## Begin Data for this exercise

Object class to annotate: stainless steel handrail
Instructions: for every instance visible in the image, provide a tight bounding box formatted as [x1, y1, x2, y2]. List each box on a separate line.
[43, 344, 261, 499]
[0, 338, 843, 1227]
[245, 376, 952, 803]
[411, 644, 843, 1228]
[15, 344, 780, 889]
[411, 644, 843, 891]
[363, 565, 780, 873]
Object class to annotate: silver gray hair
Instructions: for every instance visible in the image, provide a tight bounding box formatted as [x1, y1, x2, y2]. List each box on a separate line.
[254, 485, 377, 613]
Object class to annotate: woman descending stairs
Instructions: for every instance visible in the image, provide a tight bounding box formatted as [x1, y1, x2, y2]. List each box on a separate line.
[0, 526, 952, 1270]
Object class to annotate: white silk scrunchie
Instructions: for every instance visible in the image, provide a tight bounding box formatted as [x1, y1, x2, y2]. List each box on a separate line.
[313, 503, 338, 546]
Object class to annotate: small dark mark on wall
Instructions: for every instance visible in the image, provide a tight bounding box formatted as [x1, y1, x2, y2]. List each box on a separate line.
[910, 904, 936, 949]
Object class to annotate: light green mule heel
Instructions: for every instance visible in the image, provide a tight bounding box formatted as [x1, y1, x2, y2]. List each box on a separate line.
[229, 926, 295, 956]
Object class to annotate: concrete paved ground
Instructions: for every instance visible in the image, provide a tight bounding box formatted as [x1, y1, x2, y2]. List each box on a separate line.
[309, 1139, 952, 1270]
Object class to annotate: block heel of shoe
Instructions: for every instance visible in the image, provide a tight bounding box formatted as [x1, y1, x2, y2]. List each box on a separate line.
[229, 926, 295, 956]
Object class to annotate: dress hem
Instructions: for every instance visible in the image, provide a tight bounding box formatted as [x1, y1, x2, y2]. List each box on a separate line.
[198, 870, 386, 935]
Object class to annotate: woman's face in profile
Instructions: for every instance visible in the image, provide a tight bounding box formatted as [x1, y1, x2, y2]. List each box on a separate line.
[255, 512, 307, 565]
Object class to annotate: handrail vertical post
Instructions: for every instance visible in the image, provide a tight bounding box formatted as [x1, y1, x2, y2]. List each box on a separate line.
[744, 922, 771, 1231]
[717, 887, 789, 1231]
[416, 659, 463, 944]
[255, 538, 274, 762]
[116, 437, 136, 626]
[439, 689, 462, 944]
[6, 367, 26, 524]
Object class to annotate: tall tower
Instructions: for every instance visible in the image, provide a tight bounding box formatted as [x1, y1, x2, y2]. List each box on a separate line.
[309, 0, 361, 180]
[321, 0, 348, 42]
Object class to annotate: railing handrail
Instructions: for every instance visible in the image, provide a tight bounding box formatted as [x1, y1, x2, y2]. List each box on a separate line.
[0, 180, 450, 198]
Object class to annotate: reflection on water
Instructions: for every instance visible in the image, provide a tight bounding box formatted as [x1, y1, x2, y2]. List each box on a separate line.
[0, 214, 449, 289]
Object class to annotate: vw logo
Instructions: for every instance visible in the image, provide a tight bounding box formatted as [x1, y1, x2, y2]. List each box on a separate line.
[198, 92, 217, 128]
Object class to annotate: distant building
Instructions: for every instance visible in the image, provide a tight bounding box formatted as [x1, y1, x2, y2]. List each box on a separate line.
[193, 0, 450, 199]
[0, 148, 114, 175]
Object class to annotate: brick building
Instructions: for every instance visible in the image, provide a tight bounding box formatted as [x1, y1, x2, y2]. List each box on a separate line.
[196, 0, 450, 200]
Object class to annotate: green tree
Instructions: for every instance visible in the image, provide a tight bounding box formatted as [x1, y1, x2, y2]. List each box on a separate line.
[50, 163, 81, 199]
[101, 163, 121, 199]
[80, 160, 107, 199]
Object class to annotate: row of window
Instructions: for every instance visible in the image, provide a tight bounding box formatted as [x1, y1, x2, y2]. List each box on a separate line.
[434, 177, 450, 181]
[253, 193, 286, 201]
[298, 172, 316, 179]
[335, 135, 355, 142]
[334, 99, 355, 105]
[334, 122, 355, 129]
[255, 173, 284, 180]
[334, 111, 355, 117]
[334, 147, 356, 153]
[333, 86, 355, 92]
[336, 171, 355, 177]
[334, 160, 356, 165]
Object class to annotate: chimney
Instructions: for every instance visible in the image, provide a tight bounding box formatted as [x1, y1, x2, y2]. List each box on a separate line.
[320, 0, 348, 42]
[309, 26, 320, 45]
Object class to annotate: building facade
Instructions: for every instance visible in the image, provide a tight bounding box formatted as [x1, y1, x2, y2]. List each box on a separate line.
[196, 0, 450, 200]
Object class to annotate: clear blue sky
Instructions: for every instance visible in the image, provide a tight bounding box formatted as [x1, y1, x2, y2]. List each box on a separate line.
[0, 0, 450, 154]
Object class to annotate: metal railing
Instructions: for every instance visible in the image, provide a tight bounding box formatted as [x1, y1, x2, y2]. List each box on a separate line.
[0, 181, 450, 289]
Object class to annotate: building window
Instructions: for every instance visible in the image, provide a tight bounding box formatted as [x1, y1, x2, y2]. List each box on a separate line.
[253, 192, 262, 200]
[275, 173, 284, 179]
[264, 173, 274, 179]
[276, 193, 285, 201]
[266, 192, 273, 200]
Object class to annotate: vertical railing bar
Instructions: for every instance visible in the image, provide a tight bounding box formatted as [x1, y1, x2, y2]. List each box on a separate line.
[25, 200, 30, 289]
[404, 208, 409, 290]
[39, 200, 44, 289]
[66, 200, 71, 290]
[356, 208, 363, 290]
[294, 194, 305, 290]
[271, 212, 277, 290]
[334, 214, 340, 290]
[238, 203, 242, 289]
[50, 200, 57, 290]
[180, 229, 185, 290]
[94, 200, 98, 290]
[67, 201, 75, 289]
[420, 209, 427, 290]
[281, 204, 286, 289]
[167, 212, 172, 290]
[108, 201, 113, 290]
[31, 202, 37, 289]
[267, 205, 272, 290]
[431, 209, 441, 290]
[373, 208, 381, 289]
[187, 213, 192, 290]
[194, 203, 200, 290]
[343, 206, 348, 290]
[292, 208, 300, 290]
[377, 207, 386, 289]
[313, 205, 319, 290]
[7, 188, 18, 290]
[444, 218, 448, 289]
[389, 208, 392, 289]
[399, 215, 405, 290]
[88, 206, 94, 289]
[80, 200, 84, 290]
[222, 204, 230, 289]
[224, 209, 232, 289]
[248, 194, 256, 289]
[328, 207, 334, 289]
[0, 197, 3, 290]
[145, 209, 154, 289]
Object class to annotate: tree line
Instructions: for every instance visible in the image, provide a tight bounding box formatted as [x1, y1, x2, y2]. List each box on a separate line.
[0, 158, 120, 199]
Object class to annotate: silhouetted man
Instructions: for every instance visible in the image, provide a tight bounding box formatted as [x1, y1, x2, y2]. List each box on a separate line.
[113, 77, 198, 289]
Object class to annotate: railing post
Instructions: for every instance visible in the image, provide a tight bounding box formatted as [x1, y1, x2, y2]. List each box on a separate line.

## End Data for this exercise

**Exercise brief:** Can you write out every line of the items from the line with "Object class to annotate: clear blue sky" to the line with "[266, 192, 273, 200]", raising each bounding box coordinate by 14 and leaving all other text unchanged?

**Expected answer:**
Object class to annotate: clear blue sky
Instructions: for every instance visible in the image, provide a tight bounding box formatted as [x1, y1, x2, y2]. List each box on a separate line.
[14, 14, 464, 168]
Object class to annotate: metal railing
Instructions: for every instance visible in the image, provide a tight bounding box formatted as [x1, y1, x2, y2]. List each box on a separate line.
[14, 195, 464, 303]
Object class to annotate: building window
Instructions: for every instance visible in the image, provide a tight bounding box formatted as [x1, y1, x2, y2]. List each box on a separate line.
[267, 206, 276, 214]
[289, 187, 298, 193]
[278, 187, 288, 193]
[290, 207, 299, 215]
[280, 206, 287, 214]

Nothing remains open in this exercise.